* PROBLEM *
Write out the passage of the -wli kernel guide from "I was personally" to "wli's latest patch.", copying it word for word.

* DOCUMENT EXCERPT *
──────────
Howto Install Compile The -wli Kernel

Step 0: Make a backup of important data.
If you're going to be running a development kernel I highly recommend that you have a current backup of any important data.

Step 1: Upgrade to the latest 2.6 kernel
wli's patches apply against the latest 2.6 kernel source, so you'll need to download the latest 2.6 kernel source code first. For help on this, please refer to my earlier story about upgrading from 2.4 [story], and on using patches to upgrade 2.6 [story].

I was personally running 2.6.0.test10-mm1, so to save on time and bandwidth I copied this source tree and then upgraded it to 2.6.0-test11 with patches. First I copied the source tree (using links), then I removed the -mm1 patch, and finally I installed the -test11 patch:

   # pwd
   /usr/src
   # cp -rl linux-2.6.0-test10-mm1 linux-2.6.0-test11-wli-2
   # bunzip2 -dc ../2.6.0-test10-mm1.bz2 | patch -R -p1
   # bunzip2 -dc ../patch-2.6.0-test11.bz2 | patch -p1

Step 2: Obtain wli's latest patch.
At the time of this writing, wli's latest patch is 2.6.0-test11-wli-2. This can be found from your nearest kernel.org mirror by navigating to "/pub/linux/kernel/people/wli/kernels/2.6.0-test11/".

You can find your nearest mirror at this link: http://kernel.org/mirrors/.

It's recommended that you also download the signature file to verify the patch's validity. Find full details on how this is done here.

Step 3: Apply the patch.
Applying the patch to upgrade your source to the -wli-2 tree is quite simple.

Here's what I did to patch my kernel:

   # pwd
   /usr/src
   # cd linux-2.6.0-test11-wli-2
   # bzip2 -dc ../patch-2.6.0-test11-wli-2.bz2 | patch -p1

It's the second line that does the actual patching, taken straight out of the README that's in the top level of your Linux kernel source tree. If you're using a *.gz version of the patch, simply replace 'bzip2' with 'gzip' in that command.

I also applied two additional patches against -wli-2 that wli posted to the lkml after -wli-2 was announced:

   # pwd
   /usr/src/linux-2.6.0-test11-wli-2
   # cat ../wli-2.patch | patch -p1

Step 4: Cleanup stale .o files and dependencies.
Now that your kernel source tree is patched to the latest -wli code, be sure to remove the any stale object files and dependencies. This is done with 'make mrproper', as follows:

   # pwd
   /usr/src/linux-2.6.0-test11-wli-2
   # make mrproper

Note: If you didn't save your old source tree, be sure to save a copy of your '.config' file before running 'make mrproper'! It can be useful to store the latest copy in '/usr/src'.
──────────
* SOURCE EXCERPT *
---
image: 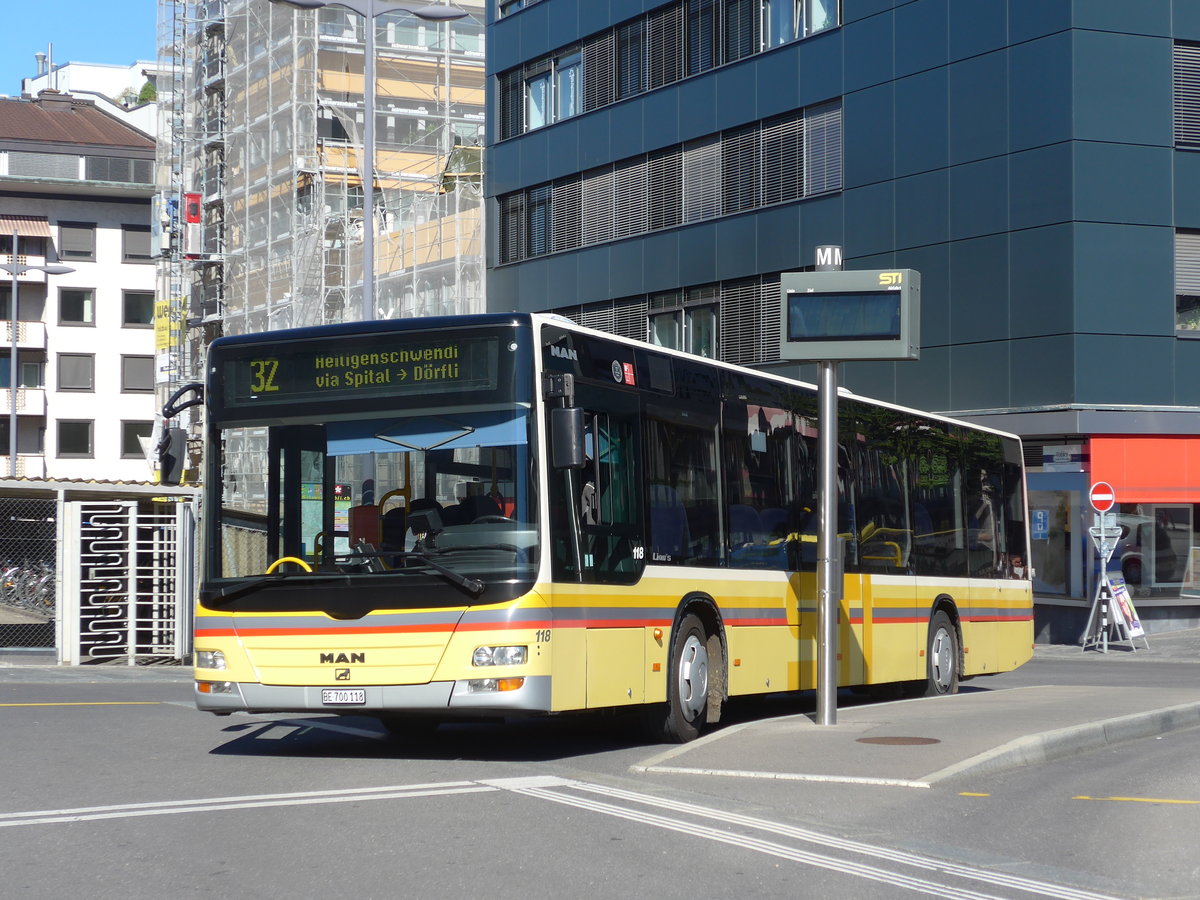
──────────
* RESPONSE BELOW *
I was personally running 2.6.0.test10-mm1, so to save on time and bandwidth I copied this source tree and then upgraded it to 2.6.0-test11 with patches. First I copied the source tree (using links), then I removed the -mm1 patch, and finally I installed the -test11 patch:

   # pwd
   /usr/src
   # cp -rl linux-2.6.0-test10-mm1 linux-2.6.0-test11-wli-2
   # bunzip2 -dc ../2.6.0-test10-mm1.bz2 | patch -R -p1
   # bunzip2 -dc ../patch-2.6.0-test11.bz2 | patch -p1

Step 2: Obtain wli's latest patch.